■ **Passage shown**
▼
Models#
Models are the fundamental building blocks of Interlace pipelines.
What is a Model?#
A model is a transformation that takes zero or more input tables and produces an output table. Models are defined using the @model decorator.
Python Models#
from interlace import model
import ibis
@model(name="enriched_orders", materialise="table")
def enriched_orders(
orders: ibis.Table,
customers: ibis.Table
) -> ibis.Table:
return orders.join(
customers,
orders.customer_id == customers.id
).select(
orders.id,
orders.amount,
customers.name.name("customer_name")
)
SQL Models#
You can also define models in SQL files. Create models/enriched_orders.sql:
SELECT
o.id,
o.amount,
c.name AS customer_name
FROM orders o
JOIN customers c ON o.customer_id = c.id
Interlace automatically detects dependencies by parsing table references in your SQL.
▲
■ **Work to do**
- a) According to the models page, what is used to define models?
- b) Repeat the part of the models page starting at "SQL Models#" and ending at "in your SQL.".
- c) Does the models page support each of these statements? (i) A model can take no input tables at all. (ii) In SQL models, dependencies must be declared by hand. (iii) The Python example sets materialise to "view". For each, answer yes or no and quote the deciding words.

(Lines of data)
▼
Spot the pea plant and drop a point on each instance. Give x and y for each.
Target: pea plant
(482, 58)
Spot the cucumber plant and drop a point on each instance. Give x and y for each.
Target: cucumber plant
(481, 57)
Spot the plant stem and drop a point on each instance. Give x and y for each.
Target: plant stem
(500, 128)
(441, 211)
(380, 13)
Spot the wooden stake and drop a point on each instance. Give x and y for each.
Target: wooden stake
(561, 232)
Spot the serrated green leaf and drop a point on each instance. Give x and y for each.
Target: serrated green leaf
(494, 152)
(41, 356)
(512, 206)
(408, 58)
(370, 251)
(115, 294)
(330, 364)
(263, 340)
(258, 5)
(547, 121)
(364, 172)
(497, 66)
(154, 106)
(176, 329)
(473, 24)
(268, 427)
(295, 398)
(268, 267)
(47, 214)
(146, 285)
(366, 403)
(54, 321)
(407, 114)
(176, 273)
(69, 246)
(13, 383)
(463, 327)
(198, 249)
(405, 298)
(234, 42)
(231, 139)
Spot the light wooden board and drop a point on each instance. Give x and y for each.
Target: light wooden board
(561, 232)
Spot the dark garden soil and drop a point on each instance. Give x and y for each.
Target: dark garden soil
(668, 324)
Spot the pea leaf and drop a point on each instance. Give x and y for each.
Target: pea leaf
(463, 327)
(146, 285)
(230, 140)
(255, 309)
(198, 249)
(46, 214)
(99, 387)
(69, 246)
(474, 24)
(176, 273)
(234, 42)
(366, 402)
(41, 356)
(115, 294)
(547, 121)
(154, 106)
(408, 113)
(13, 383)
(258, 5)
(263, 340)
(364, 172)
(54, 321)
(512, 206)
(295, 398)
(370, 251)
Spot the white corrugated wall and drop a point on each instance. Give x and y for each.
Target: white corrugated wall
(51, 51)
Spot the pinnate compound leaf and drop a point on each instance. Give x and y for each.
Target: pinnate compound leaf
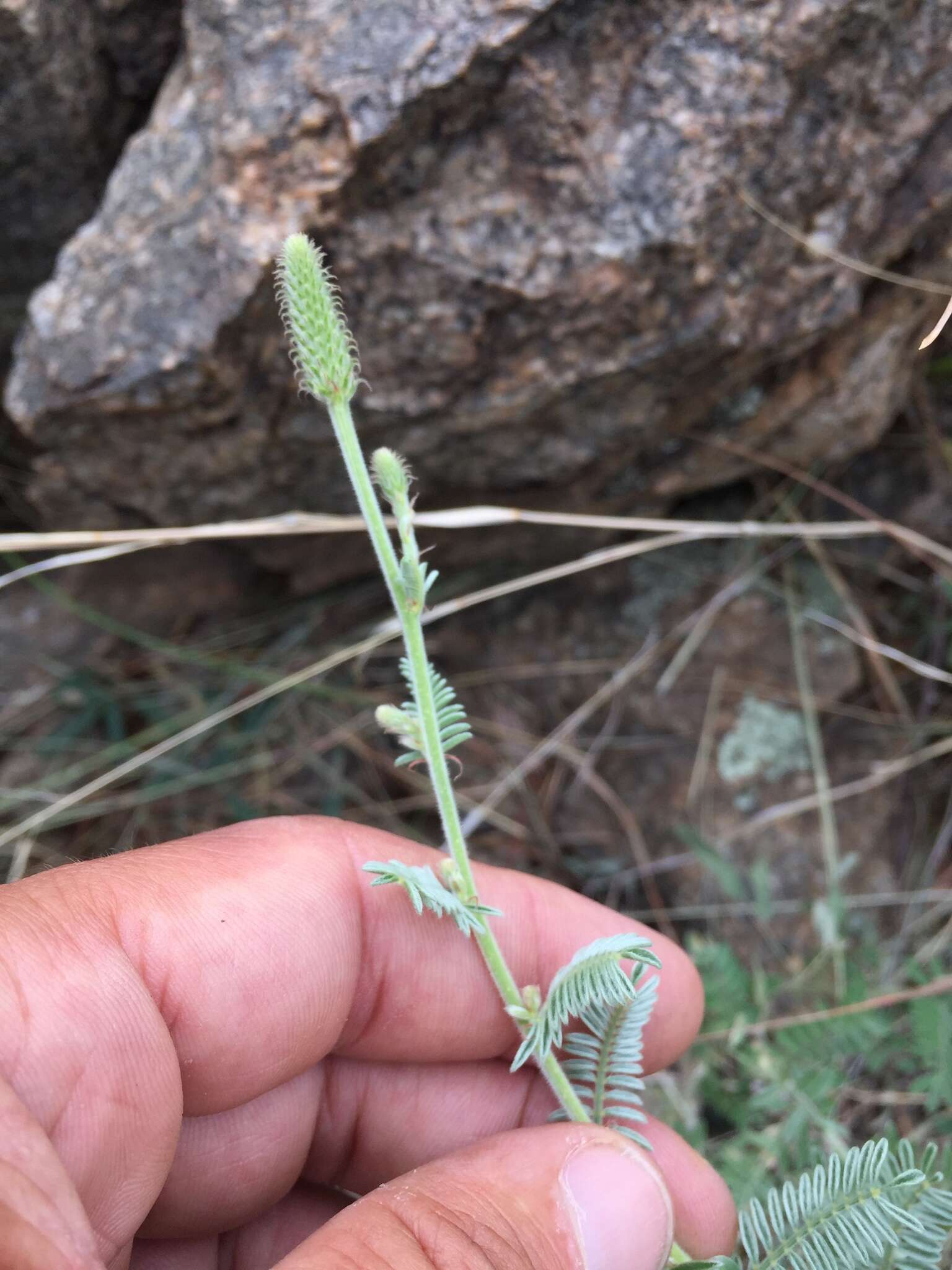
(593, 978)
(604, 1064)
(427, 890)
(844, 1214)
▲
■ **Problem solutions**
- a) The @model decorator.

- b)
SQL Models#
You can also define models in SQL files. Create models/enriched_orders.sql:
SELECT
o.id,
o.amount,
c.name AS customer_name
FROM orders o
JOIN customers c ON o.customer_id = c.id
Interlace automatically detects dependencies by parsing table references in your SQL.

- c)
(i) Yes: "takes zero or more input tables and produces an output table"
(ii) No: "Interlace automatically detects dependencies by parsing table references in your SQL."
(iii) No: "@model(name="enriched_orders", materialise="table")"